| Task requirements |
I need the entries printed again word for word, without the images.

★ ★ ★ ★ ★

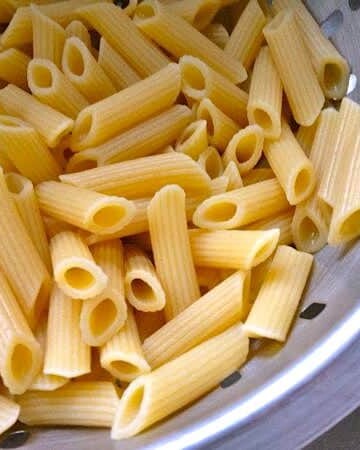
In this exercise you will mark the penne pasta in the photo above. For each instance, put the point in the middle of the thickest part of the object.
(200, 81)
(75, 270)
(241, 206)
(265, 96)
(294, 67)
(146, 401)
(49, 85)
(171, 249)
(247, 36)
(20, 357)
(280, 294)
(66, 355)
(121, 74)
(49, 123)
(142, 285)
(119, 112)
(79, 403)
(245, 148)
(122, 355)
(179, 38)
(102, 316)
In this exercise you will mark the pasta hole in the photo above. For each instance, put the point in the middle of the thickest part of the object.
(79, 278)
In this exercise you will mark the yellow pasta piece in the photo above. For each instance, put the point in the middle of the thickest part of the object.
(23, 194)
(122, 355)
(120, 32)
(66, 354)
(116, 67)
(241, 206)
(193, 140)
(143, 176)
(102, 316)
(293, 169)
(21, 355)
(179, 38)
(220, 127)
(85, 209)
(171, 248)
(13, 67)
(247, 36)
(232, 249)
(280, 294)
(200, 81)
(75, 270)
(149, 398)
(49, 85)
(245, 148)
(48, 37)
(265, 96)
(142, 285)
(119, 112)
(50, 124)
(79, 403)
(17, 255)
(293, 64)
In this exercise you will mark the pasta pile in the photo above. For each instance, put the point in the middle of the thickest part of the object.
(161, 195)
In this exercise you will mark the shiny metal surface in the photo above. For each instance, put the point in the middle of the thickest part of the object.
(286, 395)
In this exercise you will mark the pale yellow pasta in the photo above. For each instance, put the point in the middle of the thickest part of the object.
(48, 37)
(171, 249)
(280, 294)
(102, 316)
(116, 67)
(200, 81)
(220, 127)
(291, 166)
(143, 176)
(193, 140)
(179, 38)
(13, 67)
(293, 64)
(23, 194)
(142, 285)
(66, 355)
(265, 96)
(247, 36)
(20, 356)
(232, 249)
(150, 397)
(75, 270)
(79, 403)
(217, 34)
(17, 255)
(241, 206)
(119, 112)
(85, 209)
(49, 85)
(52, 125)
(245, 148)
(120, 32)
(84, 72)
(122, 355)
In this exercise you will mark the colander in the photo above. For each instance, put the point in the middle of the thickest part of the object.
(286, 395)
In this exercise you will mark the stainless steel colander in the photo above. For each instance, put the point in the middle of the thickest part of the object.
(287, 395)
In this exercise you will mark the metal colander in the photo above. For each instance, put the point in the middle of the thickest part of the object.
(286, 395)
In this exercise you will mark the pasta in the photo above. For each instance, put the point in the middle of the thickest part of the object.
(142, 285)
(210, 363)
(102, 316)
(119, 112)
(179, 38)
(75, 270)
(279, 296)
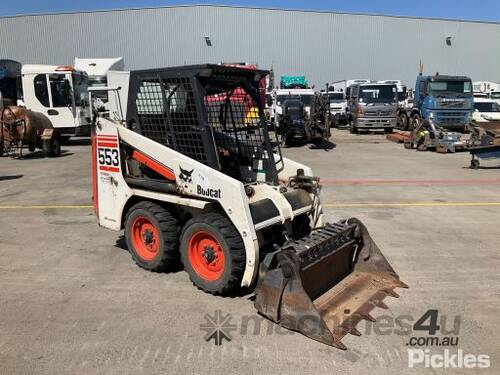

★ ★ ★ ★ ★

| Solution for this task |
In this exercise you will mark the penne pasta in the photo above. For each instance, put the point in the middle of the thickest part of the object.
(200, 81)
(75, 270)
(241, 206)
(265, 96)
(294, 67)
(146, 401)
(49, 85)
(171, 249)
(247, 36)
(20, 357)
(280, 294)
(66, 355)
(121, 74)
(49, 123)
(142, 285)
(119, 112)
(79, 403)
(245, 148)
(122, 355)
(179, 38)
(102, 316)
In this exercise you will mark the pasta hole in the photo above. For each instance, put the point in the middle of the thickest part of the object.
(79, 278)
In this exercise you will mark the yellow pasta piece in the photo above. For each instance, put the point in the middle of the thickest part of the object.
(23, 194)
(122, 355)
(120, 32)
(66, 354)
(116, 67)
(241, 206)
(193, 140)
(143, 176)
(102, 316)
(293, 169)
(21, 355)
(179, 38)
(220, 127)
(85, 209)
(171, 248)
(13, 67)
(247, 36)
(232, 249)
(280, 294)
(200, 81)
(75, 270)
(149, 398)
(49, 85)
(245, 148)
(48, 37)
(265, 96)
(142, 285)
(119, 112)
(50, 124)
(79, 403)
(17, 255)
(293, 64)
In this exercise you will mark the pasta pile in the photo above. For each instance, put the point in the middle of the thickest part of the object.
(161, 195)
In this exercise you will mark the shiny metal surface in the photo above. For each instance, put the point in the middle of the thickest part of the object.
(286, 395)
In this exercise you will mark the pale yellow pasta in the photo above. For each instance, put the point in the middle of the thickest part of the object.
(48, 37)
(171, 249)
(280, 294)
(102, 316)
(116, 67)
(200, 81)
(220, 127)
(291, 166)
(143, 176)
(193, 140)
(179, 38)
(13, 67)
(293, 64)
(23, 194)
(142, 285)
(66, 355)
(265, 96)
(247, 36)
(20, 356)
(232, 249)
(150, 397)
(75, 270)
(79, 403)
(217, 34)
(17, 255)
(241, 206)
(119, 112)
(85, 209)
(49, 85)
(52, 125)
(245, 148)
(120, 32)
(84, 72)
(122, 355)
In this exercise you will mark the colander in the photo above. For each instance, put the point in the middle of the thickest part of the object.
(286, 395)
In this exercise you will mark the stainless steel colander in the photo above. For each instance, put the point in the middle of the thickest part of the object.
(287, 395)
In this exercise you will mark the metal colander in the photo above. For each instance, put the point in the middle of the thickest part of the object.
(286, 395)
In this exercise you will mark the pasta in the photo above. For each instance, put the point in the middle of the thickest part of the object.
(142, 285)
(210, 363)
(102, 316)
(119, 112)
(179, 38)
(75, 270)
(279, 296)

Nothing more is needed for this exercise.